▶ **Problem details**
Set down, word for word, the part of the reptile trade thread from "Because we've been" to "Red Ear Sliders.".

▶ **Reading passage**
= Beginning of Section =

IMO why not? why can't we export and import? they do it for the bird trade and the fish trade? 
Eventually the reptile trade will demand recognition from the Australian government and things will change.


----------



## SamNabz (Mar 29, 2011)

D3pro said:


> IMO why not? why can't we export and import? they do it for the bird trade and the fish trade?
> Eventually the reptile trade will demand recognition from the Australian government and things will change.


 
You know I hate to say it D3, but for once you make a bit of sense


----------



## gillsy (Mar 29, 2011)

That we allow exotics and diseases into the country with reptiles, importation of reptiles will NEVER happen. Export may have a slight chance but I think Kevin Rudd would be prime minister again before it does.

Alot of our reptiles are already in danger from poaching and habitat loss, are we going to add one more death sentence due to further illegal poaching and legal exporting.


----------



## SamNabz (Mar 29, 2011)

Never say never gillsy


----------



## gillsy (Mar 29, 2011)

Nope, I'll happily say never on this one.

I think it would be taking a step backwards in customs and quarantine.


----------



## Waterrat (Mar 29, 2011)

Christ! That would send all the smugglers broke.


----------



## Ramsayi (Mar 29, 2011)

gillsy said:


> Nope, I'll happily say never on this one.



Yeah me too.It will NEVER happen.The OP should of started with "Once upon a time" and ended with "And they all lived happily ever after".


----------



## Elapidae1 (Mar 29, 2011)

As far as I know escaped non native reptiles haven't had a recorded effect on any ecosystems in Australia, whilst fish and birds have.

It will never happen


----------



## Sock Puppet (Mar 29, 2011)

steve1 said:


> As far as I know escaped non native reptiles haven't had a recorded effect on any ecosystems in Australia.


Apart from the cane toad of course


----------



## gillsy (Mar 29, 2011)

steve1 said:


> As far as I know escaped non native reptiles haven't had a recorded effect on any ecosystems in Australia, whilst fish and birds have.
> 
> It will never happen



Because we've been lucky, look at chameleons in florida, burms in the evaglades, red eared sliders in most parts of the world. If we start allowing these animals in the same thing will happen. 

AHG's have caused some damage but luckily they tend to be around human dwellings. There are breeding populations of corns around sydney, but I don't think any study has been done to prove if they have any lasting damage.



Sock Puppet said:


> Apart from the cane toad of course



and AHG, Red Ear Sliders.


----------



## Elapidae1 (Mar 29, 2011)

yeah sorry that was a response to D3pro's question, why not?

I was using it as a reason not to allow importation.
I also don't think there is any neccessity for legalizingt export.

ahh yes the cane toad


----------



## Snakeluvver2 (Mar 29, 2011)

Ahhh. The old we can have exoitic birds and fish arugement...
I'd much rather ban exoitic fish and birds. 
That would be a step in the right direction in my view.


----------



## gillsy (Mar 29, 2011)

= End of Section =

▶ **Supplied records**
= Beginning of Section =

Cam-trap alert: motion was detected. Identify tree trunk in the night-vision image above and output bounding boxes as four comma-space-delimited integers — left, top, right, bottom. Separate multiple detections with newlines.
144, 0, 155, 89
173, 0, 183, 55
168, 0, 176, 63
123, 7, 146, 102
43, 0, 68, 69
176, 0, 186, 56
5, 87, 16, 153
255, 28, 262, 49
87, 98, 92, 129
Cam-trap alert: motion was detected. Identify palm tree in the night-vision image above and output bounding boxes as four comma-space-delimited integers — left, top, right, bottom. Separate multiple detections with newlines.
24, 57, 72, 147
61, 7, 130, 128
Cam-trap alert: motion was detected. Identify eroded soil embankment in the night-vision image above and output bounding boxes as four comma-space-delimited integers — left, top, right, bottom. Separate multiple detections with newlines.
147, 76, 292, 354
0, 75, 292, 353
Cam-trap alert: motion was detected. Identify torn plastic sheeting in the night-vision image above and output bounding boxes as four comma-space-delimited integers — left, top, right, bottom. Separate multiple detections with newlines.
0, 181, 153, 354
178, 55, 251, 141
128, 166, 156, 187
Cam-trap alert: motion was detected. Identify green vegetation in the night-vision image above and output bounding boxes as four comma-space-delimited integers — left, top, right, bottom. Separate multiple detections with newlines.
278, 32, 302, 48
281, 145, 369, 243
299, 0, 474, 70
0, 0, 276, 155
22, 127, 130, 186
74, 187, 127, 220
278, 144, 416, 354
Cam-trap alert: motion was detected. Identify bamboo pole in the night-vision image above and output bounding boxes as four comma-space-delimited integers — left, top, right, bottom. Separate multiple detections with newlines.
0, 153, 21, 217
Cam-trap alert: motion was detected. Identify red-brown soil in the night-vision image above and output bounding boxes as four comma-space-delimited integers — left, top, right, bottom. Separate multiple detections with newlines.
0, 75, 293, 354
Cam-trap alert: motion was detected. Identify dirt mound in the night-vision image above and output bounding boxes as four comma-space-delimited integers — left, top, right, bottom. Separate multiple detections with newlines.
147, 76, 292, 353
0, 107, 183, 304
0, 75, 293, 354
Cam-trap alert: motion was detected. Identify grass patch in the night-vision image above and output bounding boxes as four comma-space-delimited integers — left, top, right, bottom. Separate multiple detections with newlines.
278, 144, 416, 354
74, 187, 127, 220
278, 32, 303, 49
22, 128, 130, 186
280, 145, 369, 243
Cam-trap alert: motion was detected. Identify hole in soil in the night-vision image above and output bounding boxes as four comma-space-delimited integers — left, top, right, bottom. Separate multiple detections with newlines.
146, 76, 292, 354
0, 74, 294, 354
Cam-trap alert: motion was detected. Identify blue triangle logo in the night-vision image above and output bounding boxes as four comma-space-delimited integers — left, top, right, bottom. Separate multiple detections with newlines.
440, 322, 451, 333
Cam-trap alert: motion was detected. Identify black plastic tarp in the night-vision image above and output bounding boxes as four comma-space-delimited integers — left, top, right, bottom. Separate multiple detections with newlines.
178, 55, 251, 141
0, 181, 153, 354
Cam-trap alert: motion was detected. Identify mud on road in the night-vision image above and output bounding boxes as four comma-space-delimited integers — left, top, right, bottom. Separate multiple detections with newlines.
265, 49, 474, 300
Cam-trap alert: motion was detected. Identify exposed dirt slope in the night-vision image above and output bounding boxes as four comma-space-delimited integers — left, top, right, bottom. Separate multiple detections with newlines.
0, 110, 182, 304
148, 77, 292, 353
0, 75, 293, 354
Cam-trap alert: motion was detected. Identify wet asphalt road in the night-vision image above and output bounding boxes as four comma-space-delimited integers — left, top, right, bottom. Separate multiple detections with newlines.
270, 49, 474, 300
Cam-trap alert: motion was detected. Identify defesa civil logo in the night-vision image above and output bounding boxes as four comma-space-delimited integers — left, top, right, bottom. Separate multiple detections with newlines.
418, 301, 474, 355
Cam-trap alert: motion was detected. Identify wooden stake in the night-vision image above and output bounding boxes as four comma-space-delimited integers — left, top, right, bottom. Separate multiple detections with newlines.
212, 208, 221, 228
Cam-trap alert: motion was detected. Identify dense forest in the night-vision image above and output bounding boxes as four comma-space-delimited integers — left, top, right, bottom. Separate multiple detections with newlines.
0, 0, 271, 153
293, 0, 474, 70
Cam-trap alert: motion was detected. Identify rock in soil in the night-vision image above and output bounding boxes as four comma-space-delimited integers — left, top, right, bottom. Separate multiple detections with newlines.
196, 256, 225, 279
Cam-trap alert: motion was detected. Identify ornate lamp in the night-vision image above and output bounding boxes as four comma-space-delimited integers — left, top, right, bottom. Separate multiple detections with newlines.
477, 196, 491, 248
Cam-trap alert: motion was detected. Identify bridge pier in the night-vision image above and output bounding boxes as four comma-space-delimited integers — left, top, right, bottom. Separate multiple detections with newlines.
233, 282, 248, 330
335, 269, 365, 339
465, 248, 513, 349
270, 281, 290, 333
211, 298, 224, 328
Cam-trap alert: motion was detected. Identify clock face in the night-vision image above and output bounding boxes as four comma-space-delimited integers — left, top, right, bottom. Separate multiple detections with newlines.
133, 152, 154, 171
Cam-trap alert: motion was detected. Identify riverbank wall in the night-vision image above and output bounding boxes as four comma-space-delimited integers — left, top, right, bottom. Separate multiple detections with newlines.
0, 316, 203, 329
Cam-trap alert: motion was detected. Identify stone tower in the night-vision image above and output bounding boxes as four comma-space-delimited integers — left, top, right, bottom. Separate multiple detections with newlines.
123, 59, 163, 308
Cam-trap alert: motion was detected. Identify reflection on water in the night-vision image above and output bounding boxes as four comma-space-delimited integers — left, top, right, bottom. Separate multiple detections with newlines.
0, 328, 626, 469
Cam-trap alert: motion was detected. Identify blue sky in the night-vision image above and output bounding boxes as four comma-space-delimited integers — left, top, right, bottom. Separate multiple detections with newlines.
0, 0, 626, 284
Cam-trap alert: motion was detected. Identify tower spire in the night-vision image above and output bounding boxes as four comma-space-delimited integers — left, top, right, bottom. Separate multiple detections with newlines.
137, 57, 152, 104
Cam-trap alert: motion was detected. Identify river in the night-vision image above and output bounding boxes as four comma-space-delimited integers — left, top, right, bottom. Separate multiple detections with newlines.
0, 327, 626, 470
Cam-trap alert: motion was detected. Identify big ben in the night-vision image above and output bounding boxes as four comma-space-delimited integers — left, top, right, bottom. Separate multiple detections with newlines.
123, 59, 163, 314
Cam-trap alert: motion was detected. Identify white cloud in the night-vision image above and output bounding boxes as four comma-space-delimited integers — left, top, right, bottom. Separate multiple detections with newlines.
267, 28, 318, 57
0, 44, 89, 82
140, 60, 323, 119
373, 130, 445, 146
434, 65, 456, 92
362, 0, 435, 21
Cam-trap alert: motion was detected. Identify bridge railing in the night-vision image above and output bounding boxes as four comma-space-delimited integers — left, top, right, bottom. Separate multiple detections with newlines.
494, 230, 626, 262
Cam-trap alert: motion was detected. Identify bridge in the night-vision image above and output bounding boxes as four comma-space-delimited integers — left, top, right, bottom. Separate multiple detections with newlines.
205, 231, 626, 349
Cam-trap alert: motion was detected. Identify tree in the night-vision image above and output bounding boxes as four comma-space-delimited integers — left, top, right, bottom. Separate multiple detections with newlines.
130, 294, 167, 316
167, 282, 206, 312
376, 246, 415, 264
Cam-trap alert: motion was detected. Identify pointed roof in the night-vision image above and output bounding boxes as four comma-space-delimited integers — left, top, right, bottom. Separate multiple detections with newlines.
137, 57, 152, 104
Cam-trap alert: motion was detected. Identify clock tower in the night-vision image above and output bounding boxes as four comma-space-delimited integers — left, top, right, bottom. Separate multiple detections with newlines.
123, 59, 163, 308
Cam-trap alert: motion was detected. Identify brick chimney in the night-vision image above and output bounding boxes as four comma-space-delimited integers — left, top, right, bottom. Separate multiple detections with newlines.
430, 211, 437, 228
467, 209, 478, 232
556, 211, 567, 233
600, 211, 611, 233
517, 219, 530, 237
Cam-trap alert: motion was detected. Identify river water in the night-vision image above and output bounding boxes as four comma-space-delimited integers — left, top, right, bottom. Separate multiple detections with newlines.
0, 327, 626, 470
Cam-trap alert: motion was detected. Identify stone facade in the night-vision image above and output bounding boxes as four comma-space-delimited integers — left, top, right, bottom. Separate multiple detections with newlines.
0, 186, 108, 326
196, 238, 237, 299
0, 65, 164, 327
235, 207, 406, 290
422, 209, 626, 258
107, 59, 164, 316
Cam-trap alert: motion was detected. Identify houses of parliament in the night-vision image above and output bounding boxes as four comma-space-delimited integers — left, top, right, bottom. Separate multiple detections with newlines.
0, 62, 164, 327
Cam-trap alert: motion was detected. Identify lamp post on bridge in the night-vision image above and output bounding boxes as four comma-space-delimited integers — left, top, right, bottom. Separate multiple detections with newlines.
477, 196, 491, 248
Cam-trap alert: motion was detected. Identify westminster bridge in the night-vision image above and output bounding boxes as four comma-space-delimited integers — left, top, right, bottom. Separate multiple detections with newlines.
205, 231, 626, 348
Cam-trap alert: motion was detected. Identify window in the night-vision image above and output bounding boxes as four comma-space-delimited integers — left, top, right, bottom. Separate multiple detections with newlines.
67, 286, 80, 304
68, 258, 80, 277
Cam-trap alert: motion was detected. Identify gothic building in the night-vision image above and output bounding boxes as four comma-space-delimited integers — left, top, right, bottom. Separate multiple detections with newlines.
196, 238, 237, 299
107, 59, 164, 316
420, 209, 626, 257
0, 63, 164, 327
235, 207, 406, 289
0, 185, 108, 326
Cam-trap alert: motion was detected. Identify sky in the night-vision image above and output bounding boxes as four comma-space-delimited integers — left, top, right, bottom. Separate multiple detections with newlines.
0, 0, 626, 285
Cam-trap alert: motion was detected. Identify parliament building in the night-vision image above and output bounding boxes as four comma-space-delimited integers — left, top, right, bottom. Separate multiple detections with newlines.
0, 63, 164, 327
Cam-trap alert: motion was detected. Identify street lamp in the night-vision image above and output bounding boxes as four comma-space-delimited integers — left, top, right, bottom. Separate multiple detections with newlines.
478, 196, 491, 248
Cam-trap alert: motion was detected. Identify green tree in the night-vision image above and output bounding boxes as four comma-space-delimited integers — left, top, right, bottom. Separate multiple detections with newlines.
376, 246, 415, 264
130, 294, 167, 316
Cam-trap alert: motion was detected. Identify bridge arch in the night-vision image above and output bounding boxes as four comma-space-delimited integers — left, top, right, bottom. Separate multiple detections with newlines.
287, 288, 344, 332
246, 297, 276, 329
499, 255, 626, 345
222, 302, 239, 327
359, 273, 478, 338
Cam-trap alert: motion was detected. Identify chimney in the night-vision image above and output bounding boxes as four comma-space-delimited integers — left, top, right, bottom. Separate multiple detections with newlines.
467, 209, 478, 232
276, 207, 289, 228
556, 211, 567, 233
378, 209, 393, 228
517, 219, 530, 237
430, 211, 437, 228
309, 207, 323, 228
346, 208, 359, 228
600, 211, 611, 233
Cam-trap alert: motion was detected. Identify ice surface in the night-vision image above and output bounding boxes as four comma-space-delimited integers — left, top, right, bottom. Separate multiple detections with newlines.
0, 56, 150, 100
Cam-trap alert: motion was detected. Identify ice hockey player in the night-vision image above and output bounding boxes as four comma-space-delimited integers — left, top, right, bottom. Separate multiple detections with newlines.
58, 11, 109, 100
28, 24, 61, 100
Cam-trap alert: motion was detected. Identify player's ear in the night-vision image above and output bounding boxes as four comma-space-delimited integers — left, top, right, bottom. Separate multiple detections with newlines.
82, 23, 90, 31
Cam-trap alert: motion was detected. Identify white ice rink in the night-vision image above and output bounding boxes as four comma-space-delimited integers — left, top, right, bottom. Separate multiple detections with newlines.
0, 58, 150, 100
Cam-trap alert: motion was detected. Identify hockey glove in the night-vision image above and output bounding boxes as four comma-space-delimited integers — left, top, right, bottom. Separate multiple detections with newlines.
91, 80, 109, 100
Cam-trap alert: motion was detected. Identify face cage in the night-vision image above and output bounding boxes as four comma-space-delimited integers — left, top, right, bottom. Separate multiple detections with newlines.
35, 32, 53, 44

= End of Section =

▶ **Exercise solution**
Because we've been lucky, look at chameleons in florida, burms in the evaglades, red eared sliders in most parts of the world. If we start allowing these animals in the same thing will happen. 

AHG's have caused some damage but luckily they tend to be around human dwellings. There are breeding populations of corns around sydney, but I don't think any study has been done to prove if they have any lasting damage.



Sock Puppet said:


> Apart from the cane toad of course



and AHG, Red Ear Sliders.